_What the task requires_
From the listing below, return every line with the string "plate" in it.

_Records provided_

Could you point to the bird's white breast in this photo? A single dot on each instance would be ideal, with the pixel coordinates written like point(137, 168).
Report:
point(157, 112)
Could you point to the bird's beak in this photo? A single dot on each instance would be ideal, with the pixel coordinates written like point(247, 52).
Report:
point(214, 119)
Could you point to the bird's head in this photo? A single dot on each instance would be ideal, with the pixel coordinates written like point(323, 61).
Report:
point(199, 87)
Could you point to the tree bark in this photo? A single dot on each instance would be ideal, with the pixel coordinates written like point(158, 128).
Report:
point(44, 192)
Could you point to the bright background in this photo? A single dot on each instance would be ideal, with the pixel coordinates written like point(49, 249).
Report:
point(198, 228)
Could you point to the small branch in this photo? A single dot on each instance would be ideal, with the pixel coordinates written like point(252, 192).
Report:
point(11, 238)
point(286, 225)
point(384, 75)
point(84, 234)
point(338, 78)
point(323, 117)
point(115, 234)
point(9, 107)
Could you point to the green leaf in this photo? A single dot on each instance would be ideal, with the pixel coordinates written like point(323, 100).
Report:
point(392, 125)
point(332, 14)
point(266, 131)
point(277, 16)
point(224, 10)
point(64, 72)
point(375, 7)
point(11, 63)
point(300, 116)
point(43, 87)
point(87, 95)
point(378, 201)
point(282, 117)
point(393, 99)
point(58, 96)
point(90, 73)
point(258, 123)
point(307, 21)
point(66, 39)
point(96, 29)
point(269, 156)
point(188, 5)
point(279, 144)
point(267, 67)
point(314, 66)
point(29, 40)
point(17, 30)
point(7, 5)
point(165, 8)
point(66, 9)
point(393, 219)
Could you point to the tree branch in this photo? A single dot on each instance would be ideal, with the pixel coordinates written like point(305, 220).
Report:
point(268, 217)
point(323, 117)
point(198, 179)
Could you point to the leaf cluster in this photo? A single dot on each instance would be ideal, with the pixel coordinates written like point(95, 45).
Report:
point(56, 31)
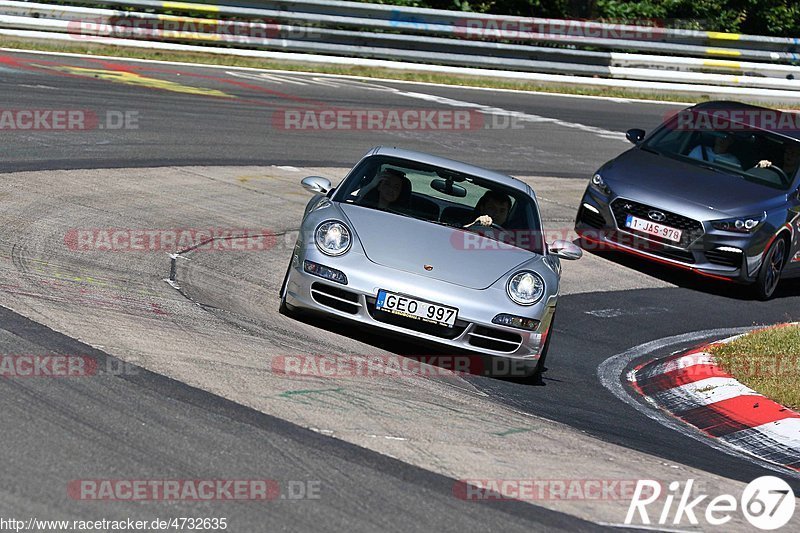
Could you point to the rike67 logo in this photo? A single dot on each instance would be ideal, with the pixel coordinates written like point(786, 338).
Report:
point(766, 502)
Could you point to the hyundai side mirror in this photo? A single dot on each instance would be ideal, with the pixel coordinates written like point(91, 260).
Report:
point(565, 250)
point(316, 184)
point(635, 135)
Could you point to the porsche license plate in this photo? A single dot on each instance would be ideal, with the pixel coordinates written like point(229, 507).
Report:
point(416, 309)
point(659, 230)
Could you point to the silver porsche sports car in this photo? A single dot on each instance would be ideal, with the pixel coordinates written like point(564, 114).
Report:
point(433, 249)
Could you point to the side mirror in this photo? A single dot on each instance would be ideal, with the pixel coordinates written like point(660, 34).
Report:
point(565, 250)
point(635, 135)
point(316, 184)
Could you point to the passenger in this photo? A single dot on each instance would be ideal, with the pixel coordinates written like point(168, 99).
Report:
point(393, 190)
point(717, 153)
point(492, 208)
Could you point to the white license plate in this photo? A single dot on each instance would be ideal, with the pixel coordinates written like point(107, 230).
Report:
point(659, 230)
point(416, 309)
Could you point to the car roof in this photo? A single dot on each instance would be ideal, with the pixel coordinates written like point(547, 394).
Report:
point(730, 105)
point(451, 164)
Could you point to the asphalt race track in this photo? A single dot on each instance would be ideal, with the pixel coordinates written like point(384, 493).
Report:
point(201, 147)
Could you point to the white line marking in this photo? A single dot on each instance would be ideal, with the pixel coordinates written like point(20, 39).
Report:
point(520, 116)
point(610, 374)
point(712, 390)
point(697, 358)
point(350, 77)
point(786, 432)
point(264, 76)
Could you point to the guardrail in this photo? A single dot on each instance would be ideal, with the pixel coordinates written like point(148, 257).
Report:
point(423, 36)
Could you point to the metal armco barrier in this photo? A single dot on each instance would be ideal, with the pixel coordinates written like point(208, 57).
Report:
point(418, 36)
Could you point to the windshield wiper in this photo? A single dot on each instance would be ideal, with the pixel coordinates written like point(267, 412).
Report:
point(647, 149)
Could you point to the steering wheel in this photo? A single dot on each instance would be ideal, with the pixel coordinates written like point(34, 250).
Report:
point(779, 171)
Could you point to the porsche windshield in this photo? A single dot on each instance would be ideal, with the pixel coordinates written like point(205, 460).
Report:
point(444, 197)
point(730, 147)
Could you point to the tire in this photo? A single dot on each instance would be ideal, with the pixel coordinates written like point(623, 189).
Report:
point(770, 273)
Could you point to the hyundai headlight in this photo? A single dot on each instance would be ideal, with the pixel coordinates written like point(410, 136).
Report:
point(741, 224)
point(599, 184)
point(333, 238)
point(525, 288)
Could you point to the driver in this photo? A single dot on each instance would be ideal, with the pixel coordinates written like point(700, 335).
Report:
point(791, 159)
point(492, 208)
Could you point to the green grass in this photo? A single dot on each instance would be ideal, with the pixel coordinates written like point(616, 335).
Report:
point(370, 72)
point(767, 361)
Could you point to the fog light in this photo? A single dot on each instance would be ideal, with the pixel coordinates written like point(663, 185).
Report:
point(324, 272)
point(516, 322)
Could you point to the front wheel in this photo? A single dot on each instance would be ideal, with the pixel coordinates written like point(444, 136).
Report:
point(770, 273)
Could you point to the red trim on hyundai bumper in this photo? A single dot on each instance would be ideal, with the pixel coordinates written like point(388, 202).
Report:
point(656, 259)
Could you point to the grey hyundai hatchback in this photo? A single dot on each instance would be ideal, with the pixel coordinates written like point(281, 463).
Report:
point(713, 190)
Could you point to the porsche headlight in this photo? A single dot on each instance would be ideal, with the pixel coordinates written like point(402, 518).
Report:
point(525, 288)
point(332, 238)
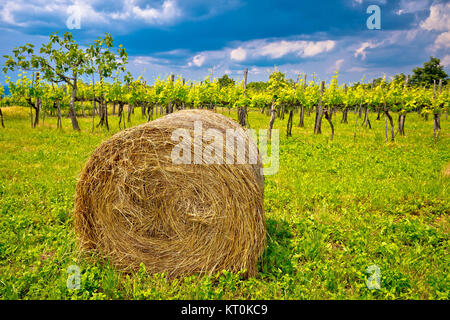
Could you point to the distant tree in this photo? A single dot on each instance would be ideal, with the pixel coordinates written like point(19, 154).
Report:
point(63, 60)
point(226, 81)
point(432, 70)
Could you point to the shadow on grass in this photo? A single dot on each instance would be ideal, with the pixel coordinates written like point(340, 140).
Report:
point(277, 256)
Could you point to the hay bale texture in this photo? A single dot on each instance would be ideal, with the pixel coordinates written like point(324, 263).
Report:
point(133, 205)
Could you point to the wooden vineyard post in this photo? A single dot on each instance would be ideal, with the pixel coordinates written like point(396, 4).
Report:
point(318, 122)
point(242, 111)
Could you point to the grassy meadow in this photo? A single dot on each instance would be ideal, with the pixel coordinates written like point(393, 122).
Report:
point(334, 209)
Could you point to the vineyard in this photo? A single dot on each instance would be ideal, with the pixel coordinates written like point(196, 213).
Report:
point(282, 98)
point(363, 179)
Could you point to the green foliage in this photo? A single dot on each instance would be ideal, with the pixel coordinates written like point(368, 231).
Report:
point(432, 71)
point(333, 210)
point(225, 81)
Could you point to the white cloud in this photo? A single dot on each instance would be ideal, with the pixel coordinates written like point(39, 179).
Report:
point(442, 41)
point(439, 19)
point(412, 6)
point(339, 64)
point(57, 12)
point(278, 49)
point(357, 69)
point(197, 60)
point(168, 12)
point(361, 51)
point(446, 61)
point(238, 54)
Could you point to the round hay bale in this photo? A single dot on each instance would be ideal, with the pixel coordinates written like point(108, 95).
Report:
point(134, 205)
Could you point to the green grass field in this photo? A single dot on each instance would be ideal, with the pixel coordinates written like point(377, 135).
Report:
point(334, 209)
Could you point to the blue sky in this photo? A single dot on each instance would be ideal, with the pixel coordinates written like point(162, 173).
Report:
point(195, 37)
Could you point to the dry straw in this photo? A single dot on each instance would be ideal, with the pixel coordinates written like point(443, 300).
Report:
point(134, 205)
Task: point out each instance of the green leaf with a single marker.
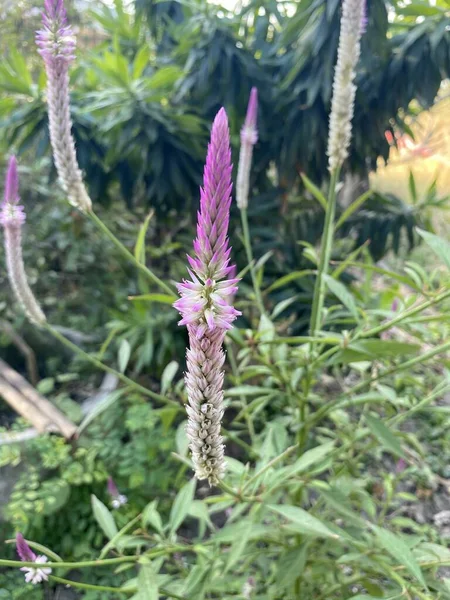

_Answer to the exercise_
Could you point to the porsche license plate in this photo? A single dot on each instance would be ideal, with the pixel coordinates written like point(229, 507).
Could you point to the white license plate in this photo? A single dot on each instance would be ideal, with the pixel coordinates written like point(107, 230).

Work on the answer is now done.